- [Text]:
That makes no difference to Patrick. He is in kindergarten and is the playground bully. He menaces more or less everyone, but Meredith and I, because we are third graders, believe ourselves inviolate. We turn a corner, and he is there. He carries a plastic bucket, the sort one plays at the beach with, that is filled with mud. (It has rained the night before.) He carries a shovel, too; he is likely building a mud castle or some such thing. He demands that we move. We do not; he has no authority over us. “This is my territory,” he says. “It’s a free country,” I say. He goes away, muttering dire threats. We pay him little heed and carry on.

We barely have time to congratulate ourselves for our bravery when he comes back, armed with both the mud and now a small branch, which he waves menacingly. Meredith runs. I stand my ground. “We were playing here,” I say. He threatens to attack me. “Violence is not the answer,” I say self-righteously. That is all it takes to provoke him. He comes at me with mud and stick. I stand still. Before I can regain control of the situation, there is mud on my shirt and there are welts on my arms. I run crying to my mother.

The parents try to apprehend Patrick, but he is nowhere to be found. There is a general shrugging of shoulders on the part of the adults, but I am left bewildered. Why is Patrick not being put to trial there and then?

I am upset that Patrick has transgressed the rules of expected playground decorum, and I am upset that my high-minded display of civil disobedience failed. I cannot decide which is worse: the painful lacerations covering my forearms or the fact that my favorite shirt is now ruined. I go home with my mother and my sister, left unsatisfied by the injustice of it all.

My Life As a Guy

There was a boy who I used to hang around with who’d always say to me, “You’re such a guy!” This was usually when I held open a door for him, when I discussed my dislike of makeup, and in other circumstances of that nature. It was seemingly his favorite joke, but it grew quite annoying — being patronized and pigeon-holed on the basis of one’s appearance and personality is never pleasant.

I am not usually treated as such an obvious source of entertainment, but it’s still a rare week that I’m not mistaken for a guy. My short hair, androgynous style of dress and the fact that I often hang around with guys lead people to lump me in with the real males at a quick glance. It’s usually subtle — “All right, gentlemen, what are you doing?” “Do you guys want to go join the girls over there?” — though once a guy apologized to me for greeting me with “Hey, dude!” before realizing my female status.

I’m never trying to look like a guy — if I were, I’d be doing a much better job. I know the stereotypes people are judging me by, and I know how I’d work them more effectively if I wanted to. But while there is little value in attempting to be something one is not, it would certainly be nice to be treated with equality: if I have to pretend to be someone else in order that guys might treat my opinion with the same value as they would one of their own, the prospect suddenly becomes much more tempting — and yet I am rarely successful at insinuating myself among all-male groups. Despite some confusion on the part of the less observant, the fact remains that I am still female, and I think it must be difficult for those who usually operate on the basis of stereotypes to know what box to place me in. Many guys refuse to talk to me about “guy stuff,” but many girls assume that I would not understand their romantic dilemmas or pop-culture interests and choose not to confide in me either.

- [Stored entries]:

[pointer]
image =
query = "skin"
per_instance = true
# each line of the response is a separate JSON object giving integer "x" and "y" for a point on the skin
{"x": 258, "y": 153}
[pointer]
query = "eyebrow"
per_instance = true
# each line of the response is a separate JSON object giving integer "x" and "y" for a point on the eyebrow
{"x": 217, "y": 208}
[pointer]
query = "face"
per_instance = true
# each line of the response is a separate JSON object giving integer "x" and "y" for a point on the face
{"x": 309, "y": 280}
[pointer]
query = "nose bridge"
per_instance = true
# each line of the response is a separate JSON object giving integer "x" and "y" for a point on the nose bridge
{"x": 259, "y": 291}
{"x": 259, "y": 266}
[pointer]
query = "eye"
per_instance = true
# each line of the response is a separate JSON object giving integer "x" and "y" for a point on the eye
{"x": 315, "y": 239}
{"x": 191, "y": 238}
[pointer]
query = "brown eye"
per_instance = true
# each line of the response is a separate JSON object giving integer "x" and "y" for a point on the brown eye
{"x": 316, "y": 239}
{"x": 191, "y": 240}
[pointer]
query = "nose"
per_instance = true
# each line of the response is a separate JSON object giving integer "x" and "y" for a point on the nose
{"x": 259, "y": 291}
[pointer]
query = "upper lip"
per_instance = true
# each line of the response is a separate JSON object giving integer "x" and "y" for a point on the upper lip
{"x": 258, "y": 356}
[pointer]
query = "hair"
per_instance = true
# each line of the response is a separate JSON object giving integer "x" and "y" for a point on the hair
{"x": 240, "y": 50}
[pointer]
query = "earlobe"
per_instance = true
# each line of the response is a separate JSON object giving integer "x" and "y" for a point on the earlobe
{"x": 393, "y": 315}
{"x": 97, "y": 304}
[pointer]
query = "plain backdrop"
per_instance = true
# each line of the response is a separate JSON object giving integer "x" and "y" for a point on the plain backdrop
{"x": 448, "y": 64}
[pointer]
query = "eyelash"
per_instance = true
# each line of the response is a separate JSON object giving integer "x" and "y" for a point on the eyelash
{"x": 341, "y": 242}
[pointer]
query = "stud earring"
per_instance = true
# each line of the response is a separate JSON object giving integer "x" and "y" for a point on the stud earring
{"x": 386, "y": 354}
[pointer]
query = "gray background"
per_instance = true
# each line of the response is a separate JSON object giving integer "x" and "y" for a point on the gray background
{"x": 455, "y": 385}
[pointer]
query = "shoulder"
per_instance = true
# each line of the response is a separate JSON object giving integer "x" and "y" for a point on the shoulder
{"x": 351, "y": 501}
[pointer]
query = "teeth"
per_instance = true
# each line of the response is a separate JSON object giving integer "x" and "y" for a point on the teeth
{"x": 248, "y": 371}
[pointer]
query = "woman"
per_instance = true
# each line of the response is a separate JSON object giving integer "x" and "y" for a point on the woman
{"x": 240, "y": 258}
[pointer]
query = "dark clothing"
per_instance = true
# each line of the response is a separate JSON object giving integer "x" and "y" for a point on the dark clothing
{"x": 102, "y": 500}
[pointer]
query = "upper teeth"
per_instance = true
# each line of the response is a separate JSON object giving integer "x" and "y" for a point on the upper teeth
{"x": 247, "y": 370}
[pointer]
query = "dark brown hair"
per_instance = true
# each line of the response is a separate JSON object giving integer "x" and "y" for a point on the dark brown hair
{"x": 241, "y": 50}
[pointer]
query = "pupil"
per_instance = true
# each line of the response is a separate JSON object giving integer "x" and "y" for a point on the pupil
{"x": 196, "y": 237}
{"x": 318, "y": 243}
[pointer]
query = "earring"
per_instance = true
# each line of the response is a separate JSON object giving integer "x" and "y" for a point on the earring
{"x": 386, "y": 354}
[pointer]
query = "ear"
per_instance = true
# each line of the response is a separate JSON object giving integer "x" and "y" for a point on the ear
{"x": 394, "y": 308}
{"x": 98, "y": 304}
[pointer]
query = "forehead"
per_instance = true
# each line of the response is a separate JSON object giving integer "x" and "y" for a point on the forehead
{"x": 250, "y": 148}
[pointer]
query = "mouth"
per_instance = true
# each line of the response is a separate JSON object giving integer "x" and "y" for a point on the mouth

- [Goal of the exercise]: Copy the text starting at the words "My Life As a Guy" and ending after "is never pleasant.", and change "door" to "gate" in that passage.

- [Output below]:
My Life As a Guy

There was a boy who I used to hang around with who’d always say to me, “You’re such a guy!” This was usually when I held open a gate for him, when I discussed my dislike of makeup, and in other circumstances of that nature. It was seemingly his favorite joke, but it grew quite annoying — being patronized and pigeon-holed on the basis of one’s appearance and personality is never pleasant.